### [Task goal]
I would like every entry below written out exactly.

### [Data]
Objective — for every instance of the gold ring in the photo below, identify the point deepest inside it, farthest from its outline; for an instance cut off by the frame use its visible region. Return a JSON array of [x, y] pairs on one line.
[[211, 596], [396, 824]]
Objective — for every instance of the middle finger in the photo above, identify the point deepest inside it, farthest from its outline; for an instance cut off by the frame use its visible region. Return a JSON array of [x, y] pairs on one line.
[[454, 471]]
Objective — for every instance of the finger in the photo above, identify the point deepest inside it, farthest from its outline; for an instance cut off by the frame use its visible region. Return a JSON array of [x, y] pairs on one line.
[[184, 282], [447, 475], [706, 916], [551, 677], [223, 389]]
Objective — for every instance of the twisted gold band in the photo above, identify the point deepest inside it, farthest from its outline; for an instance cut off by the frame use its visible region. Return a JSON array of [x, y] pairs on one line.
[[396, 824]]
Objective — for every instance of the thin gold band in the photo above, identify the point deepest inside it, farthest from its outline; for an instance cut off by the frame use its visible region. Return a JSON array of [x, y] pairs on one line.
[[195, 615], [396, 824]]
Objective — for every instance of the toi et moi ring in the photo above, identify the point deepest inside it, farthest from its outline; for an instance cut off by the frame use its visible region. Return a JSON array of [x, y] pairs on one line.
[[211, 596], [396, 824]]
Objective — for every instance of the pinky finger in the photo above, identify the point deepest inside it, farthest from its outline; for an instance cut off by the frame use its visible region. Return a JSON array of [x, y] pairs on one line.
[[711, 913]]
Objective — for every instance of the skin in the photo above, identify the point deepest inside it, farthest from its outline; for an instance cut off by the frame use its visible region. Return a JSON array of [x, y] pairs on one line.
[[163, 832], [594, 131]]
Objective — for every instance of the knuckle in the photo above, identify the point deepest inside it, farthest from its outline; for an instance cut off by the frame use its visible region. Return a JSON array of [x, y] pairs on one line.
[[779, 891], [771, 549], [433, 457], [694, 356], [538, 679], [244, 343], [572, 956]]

### [Reply]
Objective — for every instance of the gold ring in the photo below, identify the point deepest inside it, farthest from its outline; for an instance cut off by the frame use its visible region. Return a JSON array of [x, y] pairs on one line.
[[211, 596], [396, 824]]
Objective — for every instance of the middle finger in the photo above, identify the point deepest inside it, farthest from its outline; for an instance cut off by the frame use its visible region. Return a JSON array of [x, y] pairs on one line.
[[454, 471]]
Objective — for every instance of the finger in the photo above, identify the point deepest inside it, farthest from its outline; for an instance cut off by the frame use its visible region. Return a JSON array of [x, y] pairs on one line.
[[184, 282], [447, 475], [706, 916], [551, 677], [223, 389]]
Objective — for every instance of the twisted gold band in the photo above, identify the point deepest inside it, farthest from its outline; for an instance cut off by the frame use its visible region. Return a JSON array of [x, y] pairs on one line.
[[396, 824]]
Objective — for every instance of the thin gold band in the photo above, identify the point deepest inside it, farthest from its outline; for an instance cut off by the frame use its visible region. Return a JSON array of [x, y] pairs on one line.
[[195, 615], [396, 824]]
Objective — for every instance of the toi et moi ring in the photo above, identify the point deepest inside it, farthest from its outline; for an instance cut off by the frame use its visible region. Return a JSON array of [x, y] pairs on one line.
[[211, 596], [396, 824]]
Objective — for every instance of the pinky finger in the photo above, identify the point deepest inside it, farthest from its outline; for an instance cut off by the frame use its visible region. Return a JSON array of [x, y] pairs on one line.
[[711, 913]]
Objective — for every instance of the skin in the photo above, identify the point deepest inside it, farthest from its outline; for an instance cut off by the frame use its visible region. Return a JSON array of [x, y] pairs on one line.
[[163, 832], [594, 131]]
Objective — for every instance of the knuckle in the photo above, identify the point deepest inside it, farthest from its outline; for an instance cut off by the frame use its visible region. Return a JSON array of [x, y] pairs on one line.
[[779, 891], [771, 549], [433, 457], [694, 356], [538, 679], [244, 343], [572, 956]]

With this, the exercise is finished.